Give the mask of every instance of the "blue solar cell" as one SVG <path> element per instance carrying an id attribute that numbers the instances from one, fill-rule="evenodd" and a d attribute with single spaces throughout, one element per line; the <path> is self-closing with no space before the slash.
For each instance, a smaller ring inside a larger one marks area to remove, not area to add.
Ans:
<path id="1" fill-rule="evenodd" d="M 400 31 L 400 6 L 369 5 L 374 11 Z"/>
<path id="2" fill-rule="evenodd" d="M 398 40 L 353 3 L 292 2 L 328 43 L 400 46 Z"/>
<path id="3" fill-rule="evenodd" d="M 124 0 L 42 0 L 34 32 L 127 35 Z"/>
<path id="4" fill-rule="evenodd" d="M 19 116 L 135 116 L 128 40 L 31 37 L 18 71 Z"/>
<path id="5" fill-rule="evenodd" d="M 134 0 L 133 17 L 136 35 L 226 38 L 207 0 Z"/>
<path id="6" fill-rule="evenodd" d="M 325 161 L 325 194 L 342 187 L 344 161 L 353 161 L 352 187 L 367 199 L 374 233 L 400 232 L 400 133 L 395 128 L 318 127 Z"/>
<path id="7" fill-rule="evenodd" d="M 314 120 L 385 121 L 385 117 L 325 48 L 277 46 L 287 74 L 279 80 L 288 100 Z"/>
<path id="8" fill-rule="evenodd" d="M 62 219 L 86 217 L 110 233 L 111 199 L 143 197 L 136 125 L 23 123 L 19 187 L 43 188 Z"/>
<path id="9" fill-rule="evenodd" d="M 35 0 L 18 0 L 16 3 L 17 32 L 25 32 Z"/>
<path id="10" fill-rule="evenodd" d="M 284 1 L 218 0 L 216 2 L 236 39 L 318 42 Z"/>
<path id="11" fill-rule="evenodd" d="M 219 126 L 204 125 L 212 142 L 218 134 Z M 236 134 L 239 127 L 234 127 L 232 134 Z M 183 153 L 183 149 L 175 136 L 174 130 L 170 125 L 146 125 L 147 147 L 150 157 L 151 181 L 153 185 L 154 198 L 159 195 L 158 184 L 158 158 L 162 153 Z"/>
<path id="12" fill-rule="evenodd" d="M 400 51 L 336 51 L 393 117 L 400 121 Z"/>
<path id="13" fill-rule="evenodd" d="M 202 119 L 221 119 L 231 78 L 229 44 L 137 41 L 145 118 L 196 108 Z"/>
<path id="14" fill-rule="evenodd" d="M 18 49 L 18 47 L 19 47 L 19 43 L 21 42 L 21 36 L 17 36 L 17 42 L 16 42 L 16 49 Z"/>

■ ■ ■ ■

Now output the listing above, exactly as it appears.

*TASK RESULT*.
Give the mask of every instance of the "blue solar cell" as one SVG <path> element per instance carrying an id attribute that numbers the instances from one, fill-rule="evenodd" and a d attribute with single spaces throughout, one element per line; the <path> is self-closing with no space before the slash.
For each instance, a smaller ring inside a larger one marks area to remove, not area to add.
Ans:
<path id="1" fill-rule="evenodd" d="M 400 31 L 400 6 L 369 5 L 374 11 Z"/>
<path id="2" fill-rule="evenodd" d="M 398 40 L 353 3 L 292 2 L 328 43 L 400 46 Z"/>
<path id="3" fill-rule="evenodd" d="M 124 0 L 42 0 L 34 32 L 127 35 Z"/>
<path id="4" fill-rule="evenodd" d="M 19 116 L 135 116 L 128 40 L 31 37 L 18 71 Z"/>
<path id="5" fill-rule="evenodd" d="M 134 0 L 133 17 L 136 35 L 226 38 L 207 0 Z"/>
<path id="6" fill-rule="evenodd" d="M 325 161 L 325 194 L 342 187 L 344 161 L 353 161 L 352 187 L 367 199 L 374 233 L 400 232 L 400 133 L 395 128 L 318 127 Z"/>
<path id="7" fill-rule="evenodd" d="M 314 120 L 385 121 L 385 117 L 325 48 L 277 46 L 287 74 L 279 80 L 288 100 Z"/>
<path id="8" fill-rule="evenodd" d="M 62 219 L 86 217 L 110 233 L 111 199 L 143 197 L 136 125 L 23 123 L 19 187 L 43 188 Z"/>
<path id="9" fill-rule="evenodd" d="M 35 0 L 18 0 L 16 3 L 17 32 L 25 32 Z"/>
<path id="10" fill-rule="evenodd" d="M 284 1 L 218 0 L 216 2 L 236 39 L 318 42 Z"/>
<path id="11" fill-rule="evenodd" d="M 219 126 L 204 125 L 212 142 L 218 134 Z M 236 134 L 239 127 L 234 127 L 232 134 Z M 183 153 L 183 149 L 175 136 L 174 130 L 170 125 L 146 125 L 147 147 L 150 157 L 151 181 L 153 185 L 154 198 L 159 195 L 158 184 L 158 158 L 162 153 Z"/>
<path id="12" fill-rule="evenodd" d="M 400 51 L 336 51 L 393 117 L 400 121 Z"/>
<path id="13" fill-rule="evenodd" d="M 202 119 L 221 119 L 231 78 L 229 44 L 137 41 L 145 118 L 196 108 Z"/>
<path id="14" fill-rule="evenodd" d="M 18 49 L 18 47 L 19 47 L 19 43 L 21 42 L 21 36 L 17 36 L 17 42 L 16 42 L 16 49 Z"/>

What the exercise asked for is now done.